=== Given task 1 ===
In the court order below, on what date was the defendant charged in the single-count Indictment?
=== Given task 2 ===
Using the court order below, decide whether each statement agrees with it. Answer yes or no, and quote the deciding words.
(a) The defendant filed a Reply to the Government's Response.
(b) The motion to dismiss gave two reasons for dismissing the Indictment.
(c) The letter named in the Indictment was addressed to a person in Cincinnati, Ohio.

=== Reading text ===
┄┄┄┄┄┄

154 F. Supp. 2d 1230

UNITED STATES of America, Plaintiff, v. John A. POLSON, Defendant.

No. CR-1-01-006.

United States District Court, S.D. Ohio, Western Division.

May 8, 2001.

*1231ORDER

SPIEGEL, Senior District Judge.

This matter is before the Court on Defendant’s Motion and Supporting Memorandum to Dismiss the Indictment (doc. 25) and the Government’s Response (doc. 27), to which Defendant did not file a Reply.

BACKGROUND

A. Introduction

On January 24, 2001, Defendant John A. Poison was charged in a single-count Indictment with “knowingly, depositing] in an authorized depository for mail matter, to be sent and delivered by the [United States] Postal Service, a written communication, dated September 13, 2000, addressed to Stanley M. Chesley, 2930 Belkay Lane, Cincinnati, Ohio 45237, and containing a threat to injure the person of Stanley M. Chesley, that is, ‘STAN, You can take comfort in the fact that we will not use a gun on you. You will wish we had! You can start pack’n a gun but it will do absolutely no good’ ”, in violation of Title 18 U.S.C. § 876 (docs.10, 27, Ex. A).

On April 12, 2001, Defendant Poison filed a Motion and Supporting Memorandum to Dismiss the Indictment in which Defendant moved this Court to dismiss the Indictment against him for two stated reasons (doc. 25). See Fed.R.Crim.P. 12(b). First, that the content of the September 13, 2000 letter is protected speech under the First Amendment (Id). Second, that the content of the letter does not rise to the level of a “true threat” under the law (Id.). Shortly thereafter, the Government filed its Response (doc. 27), to which Defendant did not file a Reply.

┄┄┄┄┄┄

=== Listed entries ===
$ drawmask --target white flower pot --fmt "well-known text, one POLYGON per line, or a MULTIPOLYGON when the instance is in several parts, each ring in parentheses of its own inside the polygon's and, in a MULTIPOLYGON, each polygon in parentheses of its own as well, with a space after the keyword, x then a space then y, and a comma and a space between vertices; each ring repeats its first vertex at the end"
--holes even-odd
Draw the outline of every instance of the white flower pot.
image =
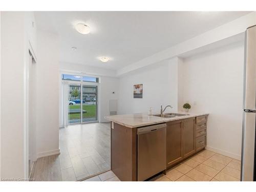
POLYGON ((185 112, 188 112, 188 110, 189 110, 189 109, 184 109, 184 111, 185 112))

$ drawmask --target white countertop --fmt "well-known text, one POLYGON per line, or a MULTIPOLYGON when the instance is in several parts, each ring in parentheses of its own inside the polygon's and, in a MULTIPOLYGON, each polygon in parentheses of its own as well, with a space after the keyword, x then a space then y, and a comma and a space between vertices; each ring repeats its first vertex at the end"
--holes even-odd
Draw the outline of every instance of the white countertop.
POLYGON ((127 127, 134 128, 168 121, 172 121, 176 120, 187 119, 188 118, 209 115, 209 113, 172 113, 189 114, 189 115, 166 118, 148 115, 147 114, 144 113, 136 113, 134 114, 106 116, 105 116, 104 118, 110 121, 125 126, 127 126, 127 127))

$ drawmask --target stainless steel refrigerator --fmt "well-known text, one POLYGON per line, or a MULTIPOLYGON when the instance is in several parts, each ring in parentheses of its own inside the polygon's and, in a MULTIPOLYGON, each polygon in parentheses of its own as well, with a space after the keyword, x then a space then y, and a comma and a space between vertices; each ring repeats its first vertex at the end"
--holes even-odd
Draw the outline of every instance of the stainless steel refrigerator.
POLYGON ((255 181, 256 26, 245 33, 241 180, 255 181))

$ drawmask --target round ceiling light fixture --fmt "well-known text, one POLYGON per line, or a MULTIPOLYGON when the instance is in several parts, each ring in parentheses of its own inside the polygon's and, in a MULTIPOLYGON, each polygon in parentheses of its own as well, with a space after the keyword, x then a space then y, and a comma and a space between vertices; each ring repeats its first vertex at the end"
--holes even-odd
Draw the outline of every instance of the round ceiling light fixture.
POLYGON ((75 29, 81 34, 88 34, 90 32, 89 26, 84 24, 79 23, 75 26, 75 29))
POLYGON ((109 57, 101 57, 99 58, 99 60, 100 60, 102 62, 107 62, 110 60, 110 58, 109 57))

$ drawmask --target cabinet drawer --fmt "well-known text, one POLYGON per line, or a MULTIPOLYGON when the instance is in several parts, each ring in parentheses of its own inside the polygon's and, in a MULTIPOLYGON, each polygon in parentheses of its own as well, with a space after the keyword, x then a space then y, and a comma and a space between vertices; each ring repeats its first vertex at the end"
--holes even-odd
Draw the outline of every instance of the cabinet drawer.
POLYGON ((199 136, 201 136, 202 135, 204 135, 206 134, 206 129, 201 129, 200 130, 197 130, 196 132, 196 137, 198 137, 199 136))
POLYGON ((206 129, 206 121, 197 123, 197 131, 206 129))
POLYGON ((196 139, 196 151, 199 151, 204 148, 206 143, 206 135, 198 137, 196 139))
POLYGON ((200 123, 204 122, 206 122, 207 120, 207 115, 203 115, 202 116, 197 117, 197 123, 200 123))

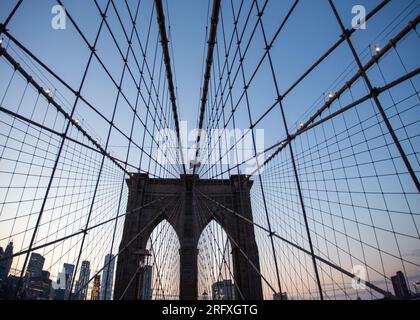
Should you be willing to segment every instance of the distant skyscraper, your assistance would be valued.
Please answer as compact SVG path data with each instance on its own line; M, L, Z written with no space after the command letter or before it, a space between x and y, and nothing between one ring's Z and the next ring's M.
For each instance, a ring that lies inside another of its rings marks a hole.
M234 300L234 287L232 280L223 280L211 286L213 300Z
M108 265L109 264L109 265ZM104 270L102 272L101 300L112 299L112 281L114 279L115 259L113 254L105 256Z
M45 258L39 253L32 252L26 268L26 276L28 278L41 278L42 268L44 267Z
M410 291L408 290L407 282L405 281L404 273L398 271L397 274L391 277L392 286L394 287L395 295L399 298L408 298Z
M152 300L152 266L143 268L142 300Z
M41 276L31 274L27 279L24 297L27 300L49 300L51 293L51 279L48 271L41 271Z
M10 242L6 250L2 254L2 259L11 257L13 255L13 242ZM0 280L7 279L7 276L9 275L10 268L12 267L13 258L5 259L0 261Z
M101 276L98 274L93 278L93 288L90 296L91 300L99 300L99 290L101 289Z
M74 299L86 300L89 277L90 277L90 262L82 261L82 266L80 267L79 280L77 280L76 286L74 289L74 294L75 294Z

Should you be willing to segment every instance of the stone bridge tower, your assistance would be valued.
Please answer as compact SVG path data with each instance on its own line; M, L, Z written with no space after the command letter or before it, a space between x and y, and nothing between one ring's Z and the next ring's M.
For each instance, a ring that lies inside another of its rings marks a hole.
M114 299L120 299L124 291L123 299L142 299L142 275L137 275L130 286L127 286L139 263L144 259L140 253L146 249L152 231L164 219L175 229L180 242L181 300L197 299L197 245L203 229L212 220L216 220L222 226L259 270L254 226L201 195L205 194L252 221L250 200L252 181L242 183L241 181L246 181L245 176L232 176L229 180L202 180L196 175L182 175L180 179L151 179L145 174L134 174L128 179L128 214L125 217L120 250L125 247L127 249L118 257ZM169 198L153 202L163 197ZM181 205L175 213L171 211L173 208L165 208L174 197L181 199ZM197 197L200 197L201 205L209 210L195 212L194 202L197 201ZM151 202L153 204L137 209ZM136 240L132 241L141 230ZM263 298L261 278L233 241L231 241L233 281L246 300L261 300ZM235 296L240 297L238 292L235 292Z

┄┄┄┄┄┄

=== Full response 1 ===
January 24, 2001.

=== Full response 2 ===
(a) No: "to which Defendant did not file a Reply"
(b) Yes: "dismiss the Indictment against him for two stated reasons"
(c) Yes: "addressed to Stanley M. Chesley, 2930 Belkay Lane, Cincinnati, Ohio 45237"